Word for word, give again the line holding "locate person on" and each line after it to the end of the listing below.

**********

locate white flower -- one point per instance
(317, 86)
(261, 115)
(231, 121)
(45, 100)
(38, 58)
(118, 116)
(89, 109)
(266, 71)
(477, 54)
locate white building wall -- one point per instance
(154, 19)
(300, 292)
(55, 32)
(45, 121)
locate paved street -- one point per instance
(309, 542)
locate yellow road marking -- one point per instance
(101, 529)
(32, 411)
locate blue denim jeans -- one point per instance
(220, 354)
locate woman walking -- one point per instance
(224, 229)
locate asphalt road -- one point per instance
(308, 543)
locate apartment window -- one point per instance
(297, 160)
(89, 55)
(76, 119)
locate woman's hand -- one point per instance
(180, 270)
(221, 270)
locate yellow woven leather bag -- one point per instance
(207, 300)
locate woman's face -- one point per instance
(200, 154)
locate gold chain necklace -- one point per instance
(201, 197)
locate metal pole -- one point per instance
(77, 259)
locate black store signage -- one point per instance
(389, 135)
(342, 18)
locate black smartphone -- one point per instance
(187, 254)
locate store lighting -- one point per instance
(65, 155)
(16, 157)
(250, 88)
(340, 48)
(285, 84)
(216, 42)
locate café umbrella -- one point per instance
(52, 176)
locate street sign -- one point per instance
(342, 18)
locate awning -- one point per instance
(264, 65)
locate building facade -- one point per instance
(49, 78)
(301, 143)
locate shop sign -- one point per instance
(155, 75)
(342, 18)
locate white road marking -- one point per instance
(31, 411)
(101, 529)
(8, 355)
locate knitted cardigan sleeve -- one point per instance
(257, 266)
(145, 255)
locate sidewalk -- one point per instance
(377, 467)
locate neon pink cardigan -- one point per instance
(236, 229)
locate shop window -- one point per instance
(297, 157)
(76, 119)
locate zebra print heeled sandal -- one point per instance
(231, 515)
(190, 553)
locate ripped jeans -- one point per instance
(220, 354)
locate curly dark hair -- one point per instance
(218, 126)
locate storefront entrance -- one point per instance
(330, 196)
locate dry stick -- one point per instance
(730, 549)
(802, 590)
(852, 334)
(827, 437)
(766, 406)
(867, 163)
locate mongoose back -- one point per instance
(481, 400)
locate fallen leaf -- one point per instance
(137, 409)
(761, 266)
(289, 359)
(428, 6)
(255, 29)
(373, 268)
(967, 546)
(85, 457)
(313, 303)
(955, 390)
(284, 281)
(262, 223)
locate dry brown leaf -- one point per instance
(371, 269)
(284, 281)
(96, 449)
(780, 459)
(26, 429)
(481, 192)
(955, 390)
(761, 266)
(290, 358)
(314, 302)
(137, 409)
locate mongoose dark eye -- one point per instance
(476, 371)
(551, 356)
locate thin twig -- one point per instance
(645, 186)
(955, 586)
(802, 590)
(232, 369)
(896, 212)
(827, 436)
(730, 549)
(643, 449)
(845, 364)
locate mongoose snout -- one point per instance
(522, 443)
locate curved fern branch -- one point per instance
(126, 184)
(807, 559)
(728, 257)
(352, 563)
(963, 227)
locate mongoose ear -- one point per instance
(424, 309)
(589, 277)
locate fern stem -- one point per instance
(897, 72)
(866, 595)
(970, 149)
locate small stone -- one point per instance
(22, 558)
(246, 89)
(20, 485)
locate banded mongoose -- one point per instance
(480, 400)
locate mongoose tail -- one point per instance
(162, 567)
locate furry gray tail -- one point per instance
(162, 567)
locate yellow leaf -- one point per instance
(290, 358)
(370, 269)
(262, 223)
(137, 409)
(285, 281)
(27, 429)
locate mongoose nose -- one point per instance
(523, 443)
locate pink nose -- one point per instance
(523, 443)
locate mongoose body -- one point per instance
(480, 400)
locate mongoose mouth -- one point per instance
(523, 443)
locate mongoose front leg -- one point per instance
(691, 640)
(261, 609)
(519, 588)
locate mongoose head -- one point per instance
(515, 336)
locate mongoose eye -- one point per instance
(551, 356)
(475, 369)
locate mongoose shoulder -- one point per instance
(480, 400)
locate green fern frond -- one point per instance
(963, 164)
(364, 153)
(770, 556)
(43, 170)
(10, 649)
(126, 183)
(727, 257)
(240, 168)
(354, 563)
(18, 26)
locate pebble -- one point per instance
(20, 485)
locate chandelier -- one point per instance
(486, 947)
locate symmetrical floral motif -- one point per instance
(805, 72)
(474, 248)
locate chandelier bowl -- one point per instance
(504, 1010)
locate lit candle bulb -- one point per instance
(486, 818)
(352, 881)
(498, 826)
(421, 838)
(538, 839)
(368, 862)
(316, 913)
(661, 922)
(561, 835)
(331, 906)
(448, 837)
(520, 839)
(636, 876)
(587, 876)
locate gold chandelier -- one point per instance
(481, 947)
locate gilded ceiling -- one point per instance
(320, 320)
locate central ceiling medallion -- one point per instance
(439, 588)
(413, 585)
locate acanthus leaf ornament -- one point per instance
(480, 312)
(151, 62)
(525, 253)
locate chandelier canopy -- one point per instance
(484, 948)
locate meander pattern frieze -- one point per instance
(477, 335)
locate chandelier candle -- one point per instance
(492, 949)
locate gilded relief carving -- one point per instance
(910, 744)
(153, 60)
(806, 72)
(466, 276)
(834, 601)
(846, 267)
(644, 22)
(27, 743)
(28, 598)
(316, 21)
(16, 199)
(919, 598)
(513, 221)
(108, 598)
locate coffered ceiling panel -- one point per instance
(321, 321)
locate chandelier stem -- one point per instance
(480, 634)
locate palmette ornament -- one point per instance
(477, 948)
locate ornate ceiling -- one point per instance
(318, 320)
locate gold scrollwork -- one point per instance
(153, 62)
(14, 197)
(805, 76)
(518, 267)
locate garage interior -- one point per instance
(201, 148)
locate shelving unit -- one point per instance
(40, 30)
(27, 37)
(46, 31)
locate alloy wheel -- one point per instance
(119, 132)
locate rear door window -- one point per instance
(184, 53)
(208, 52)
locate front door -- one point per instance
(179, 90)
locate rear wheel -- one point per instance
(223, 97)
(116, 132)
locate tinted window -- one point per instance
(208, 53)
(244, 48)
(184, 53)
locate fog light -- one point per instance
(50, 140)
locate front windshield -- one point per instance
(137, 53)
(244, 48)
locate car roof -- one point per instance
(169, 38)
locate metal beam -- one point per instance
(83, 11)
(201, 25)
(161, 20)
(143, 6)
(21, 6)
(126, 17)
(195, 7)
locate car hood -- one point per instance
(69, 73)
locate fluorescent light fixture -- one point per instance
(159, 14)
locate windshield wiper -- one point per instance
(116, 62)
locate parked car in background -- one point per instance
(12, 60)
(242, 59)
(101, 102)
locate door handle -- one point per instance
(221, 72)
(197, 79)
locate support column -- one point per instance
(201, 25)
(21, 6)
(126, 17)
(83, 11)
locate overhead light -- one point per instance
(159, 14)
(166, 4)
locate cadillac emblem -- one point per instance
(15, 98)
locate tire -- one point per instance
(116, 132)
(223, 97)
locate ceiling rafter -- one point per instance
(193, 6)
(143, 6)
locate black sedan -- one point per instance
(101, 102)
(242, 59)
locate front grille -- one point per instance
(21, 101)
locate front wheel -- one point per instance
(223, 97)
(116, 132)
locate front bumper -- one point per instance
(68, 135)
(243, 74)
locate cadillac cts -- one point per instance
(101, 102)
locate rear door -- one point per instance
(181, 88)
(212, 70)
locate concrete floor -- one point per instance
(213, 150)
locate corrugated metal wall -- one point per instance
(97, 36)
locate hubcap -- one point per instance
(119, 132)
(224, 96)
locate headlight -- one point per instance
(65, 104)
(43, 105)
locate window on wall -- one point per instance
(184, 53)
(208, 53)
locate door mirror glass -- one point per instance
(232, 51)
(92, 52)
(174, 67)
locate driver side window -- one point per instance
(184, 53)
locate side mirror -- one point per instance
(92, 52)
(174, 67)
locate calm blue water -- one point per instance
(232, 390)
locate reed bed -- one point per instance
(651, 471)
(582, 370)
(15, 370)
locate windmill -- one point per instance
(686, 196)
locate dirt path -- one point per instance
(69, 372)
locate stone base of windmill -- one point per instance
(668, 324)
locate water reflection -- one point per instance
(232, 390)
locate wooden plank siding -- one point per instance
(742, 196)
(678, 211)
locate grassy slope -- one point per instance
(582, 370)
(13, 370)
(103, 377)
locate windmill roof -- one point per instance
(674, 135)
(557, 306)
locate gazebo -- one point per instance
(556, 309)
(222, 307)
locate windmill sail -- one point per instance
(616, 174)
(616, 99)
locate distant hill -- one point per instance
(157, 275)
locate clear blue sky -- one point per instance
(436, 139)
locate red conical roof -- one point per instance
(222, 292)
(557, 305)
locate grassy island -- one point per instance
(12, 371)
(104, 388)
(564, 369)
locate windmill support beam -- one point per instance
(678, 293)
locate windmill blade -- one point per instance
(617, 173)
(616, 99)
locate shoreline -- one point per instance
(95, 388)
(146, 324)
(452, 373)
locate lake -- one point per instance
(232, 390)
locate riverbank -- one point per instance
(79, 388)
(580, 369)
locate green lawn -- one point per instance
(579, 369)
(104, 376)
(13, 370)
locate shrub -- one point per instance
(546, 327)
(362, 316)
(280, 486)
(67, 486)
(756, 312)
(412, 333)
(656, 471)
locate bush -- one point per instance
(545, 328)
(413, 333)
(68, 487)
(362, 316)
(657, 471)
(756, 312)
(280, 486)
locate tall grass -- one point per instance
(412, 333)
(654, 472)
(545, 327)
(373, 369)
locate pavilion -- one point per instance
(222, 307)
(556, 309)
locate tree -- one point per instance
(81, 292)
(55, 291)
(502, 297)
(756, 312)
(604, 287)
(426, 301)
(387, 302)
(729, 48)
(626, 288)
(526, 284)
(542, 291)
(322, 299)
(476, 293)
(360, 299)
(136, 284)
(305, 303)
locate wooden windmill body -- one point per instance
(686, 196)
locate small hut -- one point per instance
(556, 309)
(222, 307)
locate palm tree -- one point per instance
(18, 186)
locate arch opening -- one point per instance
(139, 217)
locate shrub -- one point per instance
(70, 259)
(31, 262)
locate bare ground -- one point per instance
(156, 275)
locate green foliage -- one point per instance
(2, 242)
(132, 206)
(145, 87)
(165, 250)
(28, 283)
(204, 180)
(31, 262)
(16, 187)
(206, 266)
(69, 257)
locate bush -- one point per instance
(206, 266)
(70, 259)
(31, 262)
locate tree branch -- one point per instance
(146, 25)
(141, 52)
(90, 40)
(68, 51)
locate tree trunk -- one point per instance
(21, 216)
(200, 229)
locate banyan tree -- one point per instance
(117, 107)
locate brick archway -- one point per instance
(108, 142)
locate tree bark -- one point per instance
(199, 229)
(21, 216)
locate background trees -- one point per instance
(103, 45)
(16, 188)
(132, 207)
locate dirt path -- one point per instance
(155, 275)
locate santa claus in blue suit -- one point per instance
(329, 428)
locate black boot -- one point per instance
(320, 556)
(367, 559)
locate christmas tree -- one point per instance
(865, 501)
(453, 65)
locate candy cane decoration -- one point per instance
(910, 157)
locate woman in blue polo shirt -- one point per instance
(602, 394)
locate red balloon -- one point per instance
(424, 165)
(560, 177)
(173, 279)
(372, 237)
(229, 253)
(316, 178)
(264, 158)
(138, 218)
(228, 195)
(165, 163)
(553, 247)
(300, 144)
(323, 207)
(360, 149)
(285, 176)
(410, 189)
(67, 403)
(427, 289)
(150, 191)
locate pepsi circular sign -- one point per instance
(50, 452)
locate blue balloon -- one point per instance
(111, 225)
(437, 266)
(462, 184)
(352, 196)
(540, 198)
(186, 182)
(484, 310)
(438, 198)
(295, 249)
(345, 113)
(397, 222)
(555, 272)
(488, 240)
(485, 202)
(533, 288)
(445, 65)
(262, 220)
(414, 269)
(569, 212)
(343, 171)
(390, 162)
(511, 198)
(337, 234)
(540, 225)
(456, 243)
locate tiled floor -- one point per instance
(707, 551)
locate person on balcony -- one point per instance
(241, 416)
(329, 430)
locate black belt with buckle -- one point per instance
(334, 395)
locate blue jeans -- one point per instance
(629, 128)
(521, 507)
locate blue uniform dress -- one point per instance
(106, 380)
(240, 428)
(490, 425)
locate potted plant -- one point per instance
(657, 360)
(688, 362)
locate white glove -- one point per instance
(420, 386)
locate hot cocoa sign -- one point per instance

**********

## ANSWER TO THIS EXERCISE
locate person on balcony -- one point per instance
(241, 416)
(329, 430)
locate black belt with buckle -- one point per instance
(334, 395)
locate blue jeans -- one point per instance
(629, 128)
(521, 507)
locate blue uniform dress -- one point per instance
(106, 380)
(240, 428)
(490, 425)
locate potted plant -- one point per instance
(657, 360)
(688, 362)
locate white glove -- one point per instance
(420, 386)
locate hot cocoa sign -- one point per instance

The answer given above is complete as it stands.